#### Data supplied

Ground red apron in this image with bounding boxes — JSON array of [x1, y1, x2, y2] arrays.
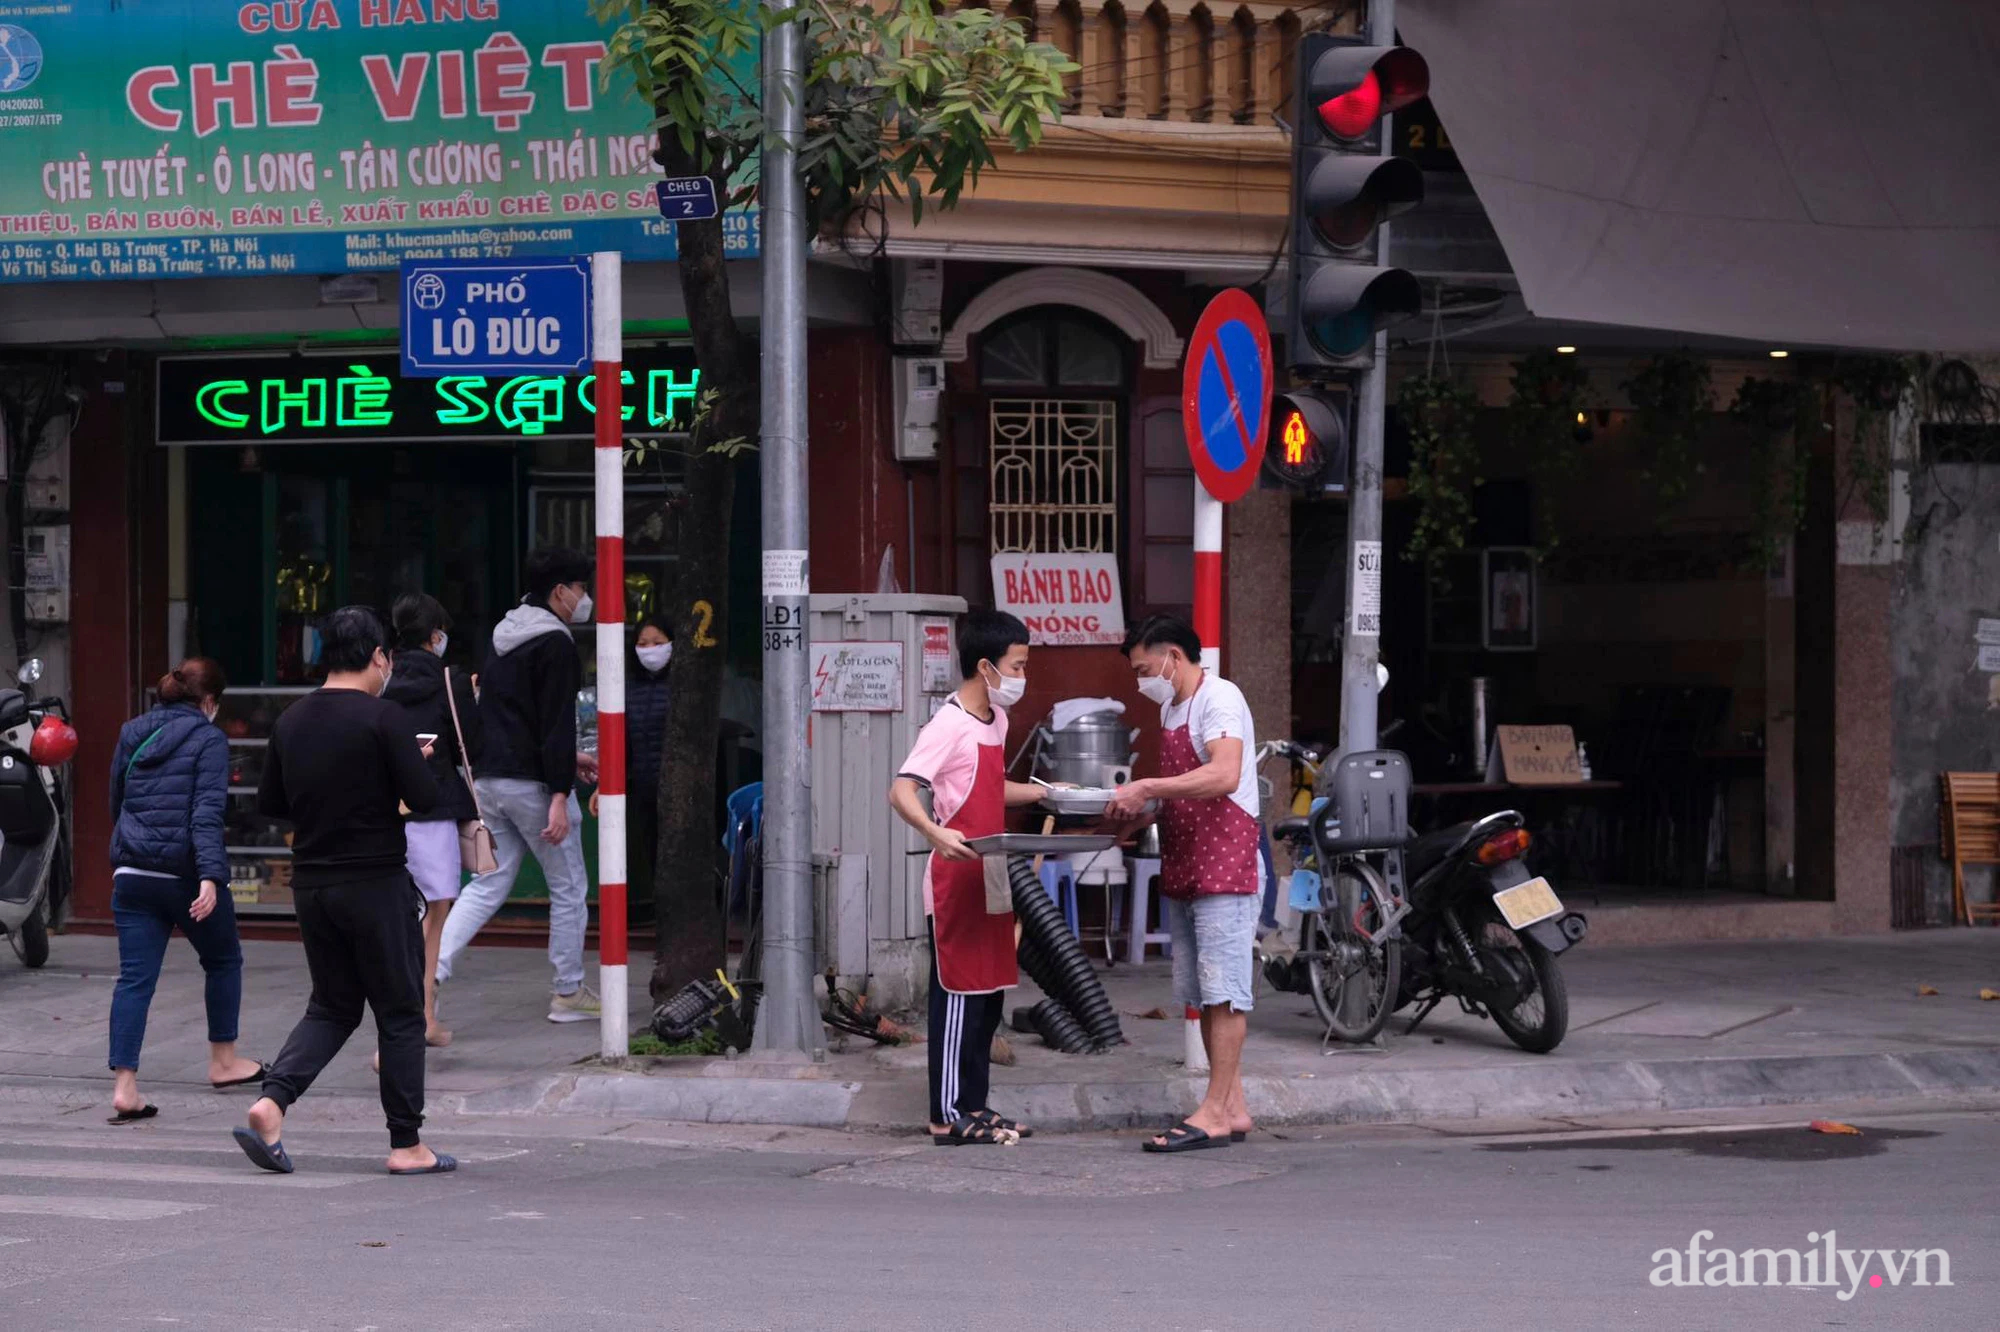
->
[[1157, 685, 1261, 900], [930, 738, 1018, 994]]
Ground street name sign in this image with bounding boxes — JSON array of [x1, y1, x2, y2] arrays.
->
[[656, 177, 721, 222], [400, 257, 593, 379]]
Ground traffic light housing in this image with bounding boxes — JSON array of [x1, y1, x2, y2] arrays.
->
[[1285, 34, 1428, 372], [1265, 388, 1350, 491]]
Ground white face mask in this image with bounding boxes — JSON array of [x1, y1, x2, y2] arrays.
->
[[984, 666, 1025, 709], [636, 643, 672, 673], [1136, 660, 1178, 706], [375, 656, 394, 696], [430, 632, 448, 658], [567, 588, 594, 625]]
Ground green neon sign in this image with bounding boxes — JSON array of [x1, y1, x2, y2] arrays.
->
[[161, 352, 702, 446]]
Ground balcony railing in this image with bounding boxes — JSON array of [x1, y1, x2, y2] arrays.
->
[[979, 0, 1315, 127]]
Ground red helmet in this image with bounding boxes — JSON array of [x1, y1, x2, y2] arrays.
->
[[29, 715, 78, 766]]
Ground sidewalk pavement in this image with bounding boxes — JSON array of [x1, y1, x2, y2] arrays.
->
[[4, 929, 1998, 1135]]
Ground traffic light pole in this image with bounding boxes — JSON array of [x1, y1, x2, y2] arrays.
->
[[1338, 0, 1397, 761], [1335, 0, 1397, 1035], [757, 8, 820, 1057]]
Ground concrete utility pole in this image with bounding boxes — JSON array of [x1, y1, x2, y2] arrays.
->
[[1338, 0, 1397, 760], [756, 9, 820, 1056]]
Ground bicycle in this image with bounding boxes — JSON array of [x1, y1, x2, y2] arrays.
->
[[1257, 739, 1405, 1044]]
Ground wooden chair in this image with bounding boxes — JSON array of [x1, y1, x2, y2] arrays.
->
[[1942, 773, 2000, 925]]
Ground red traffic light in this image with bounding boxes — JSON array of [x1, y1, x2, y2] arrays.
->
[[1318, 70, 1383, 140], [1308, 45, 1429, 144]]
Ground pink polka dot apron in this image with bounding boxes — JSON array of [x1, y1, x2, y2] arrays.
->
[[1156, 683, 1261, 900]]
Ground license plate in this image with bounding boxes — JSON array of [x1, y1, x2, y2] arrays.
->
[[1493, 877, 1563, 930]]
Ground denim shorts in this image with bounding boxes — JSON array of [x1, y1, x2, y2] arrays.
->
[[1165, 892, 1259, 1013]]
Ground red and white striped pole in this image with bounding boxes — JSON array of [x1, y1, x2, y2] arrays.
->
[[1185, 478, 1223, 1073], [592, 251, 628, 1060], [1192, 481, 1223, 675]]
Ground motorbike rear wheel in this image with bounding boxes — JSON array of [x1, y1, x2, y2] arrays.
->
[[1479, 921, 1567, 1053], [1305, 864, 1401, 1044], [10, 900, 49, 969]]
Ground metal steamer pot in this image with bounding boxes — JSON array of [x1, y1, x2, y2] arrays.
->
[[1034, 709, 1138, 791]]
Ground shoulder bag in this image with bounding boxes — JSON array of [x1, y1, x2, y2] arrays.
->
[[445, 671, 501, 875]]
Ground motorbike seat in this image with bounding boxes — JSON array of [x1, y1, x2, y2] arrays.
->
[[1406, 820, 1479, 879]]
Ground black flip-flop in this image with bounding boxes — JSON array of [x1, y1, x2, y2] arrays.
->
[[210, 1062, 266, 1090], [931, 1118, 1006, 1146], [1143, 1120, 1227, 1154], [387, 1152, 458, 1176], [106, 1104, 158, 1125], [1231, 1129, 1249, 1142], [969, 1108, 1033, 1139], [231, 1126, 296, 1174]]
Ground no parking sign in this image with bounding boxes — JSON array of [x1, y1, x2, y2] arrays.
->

########
#### Data supplied

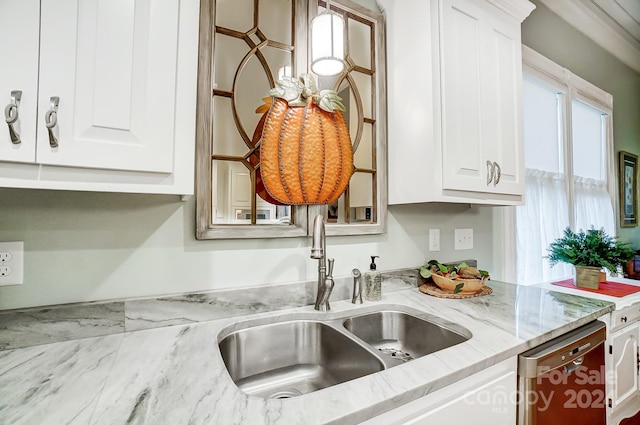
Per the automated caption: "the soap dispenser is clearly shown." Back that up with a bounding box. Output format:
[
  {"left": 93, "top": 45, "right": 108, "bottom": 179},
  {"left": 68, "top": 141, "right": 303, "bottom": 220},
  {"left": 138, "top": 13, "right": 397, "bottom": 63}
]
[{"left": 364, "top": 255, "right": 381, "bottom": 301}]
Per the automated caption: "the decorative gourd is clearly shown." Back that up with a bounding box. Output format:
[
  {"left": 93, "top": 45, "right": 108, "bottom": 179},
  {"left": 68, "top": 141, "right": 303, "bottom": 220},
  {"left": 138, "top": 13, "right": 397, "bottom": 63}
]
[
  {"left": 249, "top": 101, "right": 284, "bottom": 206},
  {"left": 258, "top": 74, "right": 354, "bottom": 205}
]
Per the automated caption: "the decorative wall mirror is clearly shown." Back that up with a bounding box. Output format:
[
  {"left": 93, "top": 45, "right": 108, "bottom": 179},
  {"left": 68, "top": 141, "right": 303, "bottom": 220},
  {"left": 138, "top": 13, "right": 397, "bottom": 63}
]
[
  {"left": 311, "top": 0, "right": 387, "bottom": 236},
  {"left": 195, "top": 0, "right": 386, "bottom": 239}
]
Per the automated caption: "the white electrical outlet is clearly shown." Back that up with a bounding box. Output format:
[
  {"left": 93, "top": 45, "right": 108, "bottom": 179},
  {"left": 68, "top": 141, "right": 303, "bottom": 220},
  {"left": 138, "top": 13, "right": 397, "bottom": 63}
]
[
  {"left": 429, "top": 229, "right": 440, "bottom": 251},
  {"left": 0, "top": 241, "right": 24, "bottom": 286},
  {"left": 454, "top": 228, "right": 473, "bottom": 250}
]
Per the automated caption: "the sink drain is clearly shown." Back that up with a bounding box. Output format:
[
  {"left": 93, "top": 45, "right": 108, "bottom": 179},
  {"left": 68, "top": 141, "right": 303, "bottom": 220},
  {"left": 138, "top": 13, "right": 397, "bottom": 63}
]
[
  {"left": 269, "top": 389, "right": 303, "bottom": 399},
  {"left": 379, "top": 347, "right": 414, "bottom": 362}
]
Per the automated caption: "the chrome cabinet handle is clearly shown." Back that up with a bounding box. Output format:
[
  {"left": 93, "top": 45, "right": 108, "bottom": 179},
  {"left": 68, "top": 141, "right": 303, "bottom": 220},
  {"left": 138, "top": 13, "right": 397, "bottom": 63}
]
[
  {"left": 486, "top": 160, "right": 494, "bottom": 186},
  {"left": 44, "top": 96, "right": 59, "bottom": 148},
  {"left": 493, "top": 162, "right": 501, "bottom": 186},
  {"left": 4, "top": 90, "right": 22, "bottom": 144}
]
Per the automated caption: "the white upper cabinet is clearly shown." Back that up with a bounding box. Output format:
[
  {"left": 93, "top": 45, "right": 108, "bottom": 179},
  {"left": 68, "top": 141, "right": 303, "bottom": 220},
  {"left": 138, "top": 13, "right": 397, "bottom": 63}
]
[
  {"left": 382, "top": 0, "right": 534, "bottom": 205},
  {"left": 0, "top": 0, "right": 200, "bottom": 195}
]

########
#### Data supplied

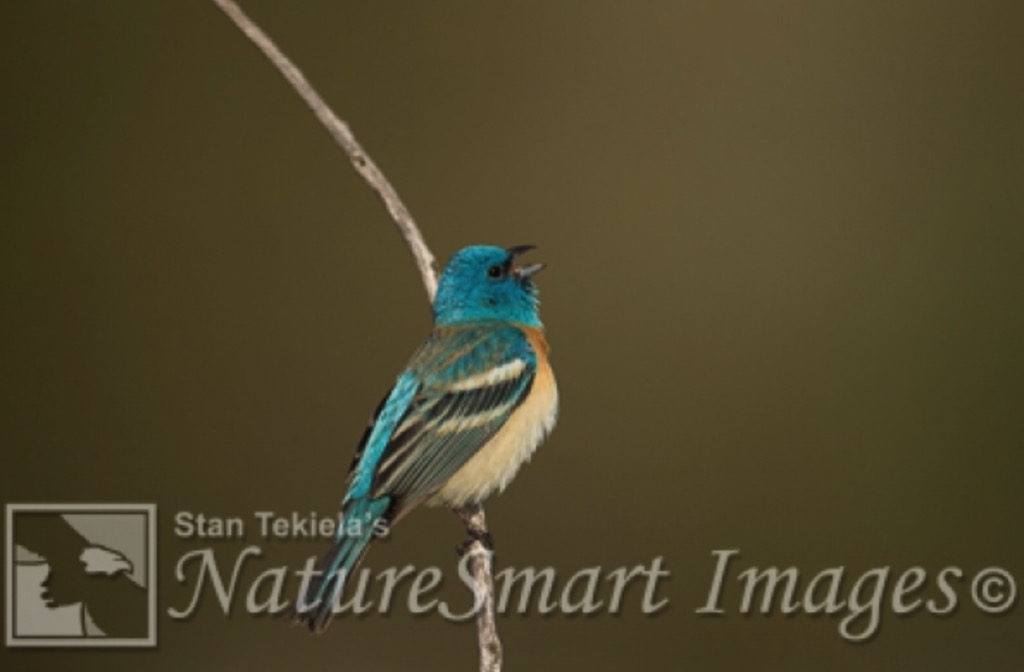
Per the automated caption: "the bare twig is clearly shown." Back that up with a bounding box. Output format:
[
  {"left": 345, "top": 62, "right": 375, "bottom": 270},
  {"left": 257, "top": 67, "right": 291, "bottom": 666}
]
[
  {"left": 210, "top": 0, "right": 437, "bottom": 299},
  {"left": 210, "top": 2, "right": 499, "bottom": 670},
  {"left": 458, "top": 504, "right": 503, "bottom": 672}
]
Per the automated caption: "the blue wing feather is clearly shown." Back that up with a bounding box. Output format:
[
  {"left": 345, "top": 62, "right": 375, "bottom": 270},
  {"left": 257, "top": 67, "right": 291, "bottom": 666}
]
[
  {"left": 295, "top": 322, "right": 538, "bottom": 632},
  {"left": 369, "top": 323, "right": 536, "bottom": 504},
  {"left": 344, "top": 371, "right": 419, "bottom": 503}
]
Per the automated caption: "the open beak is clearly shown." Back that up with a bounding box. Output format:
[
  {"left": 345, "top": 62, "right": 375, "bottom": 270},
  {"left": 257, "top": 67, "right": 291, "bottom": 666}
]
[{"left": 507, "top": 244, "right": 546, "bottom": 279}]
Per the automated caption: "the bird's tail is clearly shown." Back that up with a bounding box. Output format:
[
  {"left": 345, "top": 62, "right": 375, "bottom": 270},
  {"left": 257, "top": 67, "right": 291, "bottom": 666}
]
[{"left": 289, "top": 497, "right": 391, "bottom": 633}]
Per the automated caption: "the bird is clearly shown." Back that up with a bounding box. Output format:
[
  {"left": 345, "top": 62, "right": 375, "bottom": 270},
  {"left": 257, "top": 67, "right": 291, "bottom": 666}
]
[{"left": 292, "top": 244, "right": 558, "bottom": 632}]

########

Please give an exact copy of the lines above, beginning with the line containing "Ground red helmet" and running through the line containing "Ground red traffic", and of no other lines.

Ground red helmet in this image with bounding boxes — JSON array of [x1, y1, x2, y2] arrays.
->
[[29, 715, 78, 766]]
Ground sidewalk pavement in this image with bounding boxes — JSON array of [x1, y1, x2, y2] arrays.
->
[[4, 929, 1998, 1135]]
Ground traffic light pole in this image with bounding boxes — JSON array of [x1, y1, x2, y2] arrays.
->
[[1338, 0, 1397, 761], [1335, 0, 1397, 1035], [757, 8, 820, 1057]]
Ground concrete utility pole in this image with bounding boxes — JSON array of [x1, y1, x2, y2] arrays.
->
[[1338, 0, 1397, 760], [756, 9, 820, 1056]]
Ground bicycle in this image with bounding boxes — JSON array of [x1, y1, x2, y2] arrays.
->
[[1257, 739, 1405, 1044]]
Ground wooden chair in this image with bounding boxes — JSON array of [x1, y1, x2, y2] arrays.
->
[[1942, 773, 2000, 925]]
Ground red traffic light in this image with bounding boxes — JSON array of [x1, y1, x2, y2] arrays.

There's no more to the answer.